▼

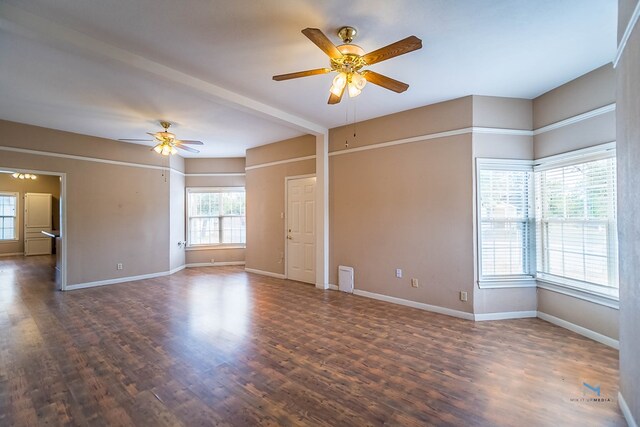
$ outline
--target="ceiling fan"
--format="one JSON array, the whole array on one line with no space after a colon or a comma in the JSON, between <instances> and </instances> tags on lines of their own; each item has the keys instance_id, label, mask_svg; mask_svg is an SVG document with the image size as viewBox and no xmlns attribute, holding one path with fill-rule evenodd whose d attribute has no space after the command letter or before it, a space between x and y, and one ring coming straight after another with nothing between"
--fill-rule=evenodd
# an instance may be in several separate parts
<instances>
[{"instance_id":1,"label":"ceiling fan","mask_svg":"<svg viewBox=\"0 0 640 427\"><path fill-rule=\"evenodd\" d=\"M331 92L329 95L329 104L337 104L340 102L345 88L347 88L350 97L358 96L367 82L397 93L407 90L409 85L406 83L378 74L375 71L363 70L362 68L418 50L422 48L422 40L416 36L409 36L395 43L391 43L388 46L374 50L373 52L365 53L360 46L351 44L356 32L356 29L353 27L340 28L340 30L338 30L338 37L342 39L344 44L336 46L319 29L305 28L302 30L302 34L307 36L309 40L329 56L331 68L316 68L313 70L280 74L273 76L273 80L282 81L336 71L338 75L333 79L333 84L329 90L329 92Z\"/></svg>"},{"instance_id":2,"label":"ceiling fan","mask_svg":"<svg viewBox=\"0 0 640 427\"><path fill-rule=\"evenodd\" d=\"M190 153L199 153L200 151L195 148L188 147L187 145L204 145L202 141L193 141L190 139L176 139L176 135L169 132L171 123L161 121L160 126L164 128L163 131L151 133L147 132L147 135L151 135L154 139L119 139L118 141L127 142L156 142L156 145L152 148L158 154L168 156L169 154L176 154L179 148L181 150L188 151Z\"/></svg>"}]
</instances>

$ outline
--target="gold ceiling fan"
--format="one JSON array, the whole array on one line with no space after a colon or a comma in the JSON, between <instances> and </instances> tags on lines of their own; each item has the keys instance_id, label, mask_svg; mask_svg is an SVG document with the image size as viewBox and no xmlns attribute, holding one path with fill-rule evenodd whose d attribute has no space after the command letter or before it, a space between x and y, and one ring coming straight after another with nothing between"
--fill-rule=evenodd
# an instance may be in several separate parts
<instances>
[{"instance_id":1,"label":"gold ceiling fan","mask_svg":"<svg viewBox=\"0 0 640 427\"><path fill-rule=\"evenodd\" d=\"M200 151L195 148L187 147L187 145L204 145L202 141L193 141L190 139L176 139L176 135L169 132L171 123L161 121L160 126L164 128L163 131L151 133L147 132L147 135L151 135L154 139L119 139L118 141L127 142L156 142L157 144L152 148L158 154L168 156L169 154L176 154L179 148L181 150L189 151L190 153L199 153Z\"/></svg>"},{"instance_id":2,"label":"gold ceiling fan","mask_svg":"<svg viewBox=\"0 0 640 427\"><path fill-rule=\"evenodd\" d=\"M351 44L356 35L356 29L353 27L342 27L338 30L338 37L340 37L344 43L340 46L334 45L331 40L317 28L305 28L302 30L302 34L307 36L309 40L329 56L331 68L316 68L313 70L280 74L273 76L273 80L296 79L298 77L327 74L335 71L338 75L333 79L333 84L329 90L329 92L331 92L329 104L337 104L340 102L345 88L349 92L350 97L360 95L360 92L367 82L397 93L404 92L409 88L408 84L378 74L375 71L363 70L362 68L422 48L422 40L416 36L409 36L395 43L391 43L388 46L374 50L373 52L365 53L360 46Z\"/></svg>"}]
</instances>

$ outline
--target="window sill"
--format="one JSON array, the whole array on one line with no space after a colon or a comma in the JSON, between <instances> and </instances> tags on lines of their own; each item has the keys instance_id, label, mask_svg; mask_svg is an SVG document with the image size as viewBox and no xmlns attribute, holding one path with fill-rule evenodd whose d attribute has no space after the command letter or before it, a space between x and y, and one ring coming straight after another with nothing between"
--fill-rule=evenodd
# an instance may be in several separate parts
<instances>
[{"instance_id":1,"label":"window sill","mask_svg":"<svg viewBox=\"0 0 640 427\"><path fill-rule=\"evenodd\" d=\"M536 279L533 277L510 277L478 280L480 289L502 289L502 288L535 288Z\"/></svg>"},{"instance_id":2,"label":"window sill","mask_svg":"<svg viewBox=\"0 0 640 427\"><path fill-rule=\"evenodd\" d=\"M613 294L606 295L587 289L581 289L567 283L561 283L559 281L553 281L547 278L538 277L536 280L538 282L538 287L541 289L568 295L570 297L589 301L594 304L604 305L605 307L614 308L616 310L618 310L620 307L619 298Z\"/></svg>"},{"instance_id":3,"label":"window sill","mask_svg":"<svg viewBox=\"0 0 640 427\"><path fill-rule=\"evenodd\" d=\"M225 249L246 249L245 245L187 246L185 251L221 251Z\"/></svg>"}]
</instances>

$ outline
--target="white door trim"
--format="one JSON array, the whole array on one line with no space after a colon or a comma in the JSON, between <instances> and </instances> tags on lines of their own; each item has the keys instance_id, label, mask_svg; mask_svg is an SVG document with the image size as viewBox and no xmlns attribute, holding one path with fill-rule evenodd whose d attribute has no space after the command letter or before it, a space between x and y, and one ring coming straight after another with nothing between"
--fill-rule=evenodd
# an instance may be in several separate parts
<instances>
[{"instance_id":1,"label":"white door trim","mask_svg":"<svg viewBox=\"0 0 640 427\"><path fill-rule=\"evenodd\" d=\"M67 174L37 169L22 169L10 166L0 166L5 171L32 173L35 175L50 175L60 177L60 238L62 239L62 271L60 272L60 290L67 290ZM57 249L57 248L56 248Z\"/></svg>"},{"instance_id":2,"label":"white door trim","mask_svg":"<svg viewBox=\"0 0 640 427\"><path fill-rule=\"evenodd\" d=\"M282 218L283 225L284 227L282 227L282 231L284 232L284 234L282 235L282 240L284 241L284 260L283 260L283 264L284 264L284 278L288 279L289 276L289 269L288 269L288 265L287 262L289 260L289 245L287 244L287 221L289 220L288 218L288 214L289 214L289 181L294 180L294 179L305 179L305 178L316 178L316 174L315 173L308 173L306 175L292 175L292 176L285 176L284 177L284 218ZM316 183L317 184L317 183Z\"/></svg>"}]
</instances>

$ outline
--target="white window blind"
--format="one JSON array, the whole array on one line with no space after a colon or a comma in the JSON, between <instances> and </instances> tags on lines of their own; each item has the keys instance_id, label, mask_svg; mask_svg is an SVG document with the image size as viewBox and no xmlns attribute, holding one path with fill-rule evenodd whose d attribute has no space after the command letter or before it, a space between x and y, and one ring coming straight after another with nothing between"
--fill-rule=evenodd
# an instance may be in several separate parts
<instances>
[{"instance_id":1,"label":"white window blind","mask_svg":"<svg viewBox=\"0 0 640 427\"><path fill-rule=\"evenodd\" d=\"M543 163L535 186L537 276L617 296L615 151Z\"/></svg>"},{"instance_id":2,"label":"white window blind","mask_svg":"<svg viewBox=\"0 0 640 427\"><path fill-rule=\"evenodd\" d=\"M0 193L0 240L17 240L18 193Z\"/></svg>"},{"instance_id":3,"label":"white window blind","mask_svg":"<svg viewBox=\"0 0 640 427\"><path fill-rule=\"evenodd\" d=\"M478 164L480 279L532 277L531 167Z\"/></svg>"},{"instance_id":4,"label":"white window blind","mask_svg":"<svg viewBox=\"0 0 640 427\"><path fill-rule=\"evenodd\" d=\"M246 242L244 188L187 189L189 246Z\"/></svg>"}]
</instances>

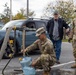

▲

Show each line in the records that contains the string "target", copied in full. Match case exactly.

Output below:
--target="ceiling fan"
--target="gold ceiling fan"
--target="window sill"
--target="white door trim"
--target="white window blind"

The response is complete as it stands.